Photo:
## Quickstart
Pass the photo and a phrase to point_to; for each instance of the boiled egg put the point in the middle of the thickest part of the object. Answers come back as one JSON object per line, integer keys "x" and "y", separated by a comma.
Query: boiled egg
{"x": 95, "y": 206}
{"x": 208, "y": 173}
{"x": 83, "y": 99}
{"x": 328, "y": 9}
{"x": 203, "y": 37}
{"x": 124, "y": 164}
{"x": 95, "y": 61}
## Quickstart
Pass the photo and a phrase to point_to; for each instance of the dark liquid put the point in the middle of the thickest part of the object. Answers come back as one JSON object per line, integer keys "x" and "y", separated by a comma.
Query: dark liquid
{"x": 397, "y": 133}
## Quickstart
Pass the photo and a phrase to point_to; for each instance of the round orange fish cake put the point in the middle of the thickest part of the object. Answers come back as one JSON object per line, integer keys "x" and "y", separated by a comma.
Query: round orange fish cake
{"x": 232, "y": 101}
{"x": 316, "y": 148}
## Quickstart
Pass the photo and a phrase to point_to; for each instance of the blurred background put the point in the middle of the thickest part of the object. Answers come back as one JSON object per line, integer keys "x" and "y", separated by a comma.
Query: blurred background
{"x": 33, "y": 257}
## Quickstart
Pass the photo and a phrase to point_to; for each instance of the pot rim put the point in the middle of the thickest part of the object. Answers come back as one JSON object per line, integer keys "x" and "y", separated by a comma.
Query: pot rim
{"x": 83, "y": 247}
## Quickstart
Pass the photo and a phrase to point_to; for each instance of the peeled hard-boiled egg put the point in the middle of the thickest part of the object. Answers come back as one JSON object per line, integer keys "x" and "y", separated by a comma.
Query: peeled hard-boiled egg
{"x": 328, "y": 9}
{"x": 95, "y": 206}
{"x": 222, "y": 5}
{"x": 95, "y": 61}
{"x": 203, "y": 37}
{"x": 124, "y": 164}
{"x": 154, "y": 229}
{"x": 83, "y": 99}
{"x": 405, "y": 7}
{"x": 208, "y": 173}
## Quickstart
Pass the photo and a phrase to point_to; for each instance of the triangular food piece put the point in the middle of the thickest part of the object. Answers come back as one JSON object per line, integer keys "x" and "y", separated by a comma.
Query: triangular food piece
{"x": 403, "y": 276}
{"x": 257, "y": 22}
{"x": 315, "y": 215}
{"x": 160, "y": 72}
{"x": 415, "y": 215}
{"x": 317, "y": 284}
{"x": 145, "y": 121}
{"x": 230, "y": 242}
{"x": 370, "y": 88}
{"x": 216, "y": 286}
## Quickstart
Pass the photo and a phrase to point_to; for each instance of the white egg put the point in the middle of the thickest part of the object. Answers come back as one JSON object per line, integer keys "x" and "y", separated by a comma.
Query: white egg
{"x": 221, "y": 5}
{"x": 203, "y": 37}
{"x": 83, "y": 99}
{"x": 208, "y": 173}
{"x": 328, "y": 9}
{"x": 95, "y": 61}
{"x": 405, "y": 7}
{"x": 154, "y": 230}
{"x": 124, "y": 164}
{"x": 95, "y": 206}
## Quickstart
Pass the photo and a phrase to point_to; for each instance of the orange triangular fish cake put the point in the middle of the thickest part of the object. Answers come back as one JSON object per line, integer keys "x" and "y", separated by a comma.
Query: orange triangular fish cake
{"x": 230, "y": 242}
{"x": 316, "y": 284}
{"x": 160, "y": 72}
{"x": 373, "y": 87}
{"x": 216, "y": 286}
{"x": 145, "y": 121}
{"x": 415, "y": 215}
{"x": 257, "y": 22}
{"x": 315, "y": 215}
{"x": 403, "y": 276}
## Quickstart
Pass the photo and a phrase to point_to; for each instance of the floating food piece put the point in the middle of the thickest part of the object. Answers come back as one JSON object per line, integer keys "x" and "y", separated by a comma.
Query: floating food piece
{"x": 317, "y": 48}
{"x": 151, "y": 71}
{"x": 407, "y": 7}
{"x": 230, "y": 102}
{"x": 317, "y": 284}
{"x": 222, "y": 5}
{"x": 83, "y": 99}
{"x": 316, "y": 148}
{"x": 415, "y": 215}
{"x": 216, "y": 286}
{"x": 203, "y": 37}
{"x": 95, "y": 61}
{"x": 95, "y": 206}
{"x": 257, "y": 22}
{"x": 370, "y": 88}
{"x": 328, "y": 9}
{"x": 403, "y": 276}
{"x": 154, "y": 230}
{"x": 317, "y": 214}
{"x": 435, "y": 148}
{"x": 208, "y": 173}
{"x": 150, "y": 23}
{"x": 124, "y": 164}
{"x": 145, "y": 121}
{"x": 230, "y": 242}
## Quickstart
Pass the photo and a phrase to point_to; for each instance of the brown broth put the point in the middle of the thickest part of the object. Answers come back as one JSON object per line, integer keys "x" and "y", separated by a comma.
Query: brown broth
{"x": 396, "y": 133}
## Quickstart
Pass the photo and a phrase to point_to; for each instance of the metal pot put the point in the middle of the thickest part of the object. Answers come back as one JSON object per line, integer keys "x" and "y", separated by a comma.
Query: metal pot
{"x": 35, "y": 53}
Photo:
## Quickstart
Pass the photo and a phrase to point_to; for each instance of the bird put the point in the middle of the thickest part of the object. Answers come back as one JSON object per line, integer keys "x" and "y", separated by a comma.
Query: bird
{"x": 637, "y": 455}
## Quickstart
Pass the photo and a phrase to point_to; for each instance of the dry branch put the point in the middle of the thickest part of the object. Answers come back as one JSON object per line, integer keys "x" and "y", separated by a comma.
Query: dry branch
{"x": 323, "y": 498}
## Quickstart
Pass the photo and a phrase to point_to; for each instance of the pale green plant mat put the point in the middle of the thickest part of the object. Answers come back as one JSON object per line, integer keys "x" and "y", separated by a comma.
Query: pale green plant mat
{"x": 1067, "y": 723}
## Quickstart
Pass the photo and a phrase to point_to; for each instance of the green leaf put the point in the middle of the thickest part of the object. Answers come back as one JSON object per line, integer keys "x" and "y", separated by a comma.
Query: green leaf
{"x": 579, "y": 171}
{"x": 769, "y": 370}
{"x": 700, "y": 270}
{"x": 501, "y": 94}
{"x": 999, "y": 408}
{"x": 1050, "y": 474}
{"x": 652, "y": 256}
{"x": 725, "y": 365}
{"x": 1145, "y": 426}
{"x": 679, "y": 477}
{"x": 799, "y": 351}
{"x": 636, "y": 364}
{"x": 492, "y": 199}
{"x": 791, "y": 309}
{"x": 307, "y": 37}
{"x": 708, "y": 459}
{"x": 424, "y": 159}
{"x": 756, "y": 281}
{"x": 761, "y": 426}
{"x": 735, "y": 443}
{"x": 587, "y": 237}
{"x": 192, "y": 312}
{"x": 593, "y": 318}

Aim: Count the lines in the records above that contain the word "blurred" and reply with only that number.

Task response: 2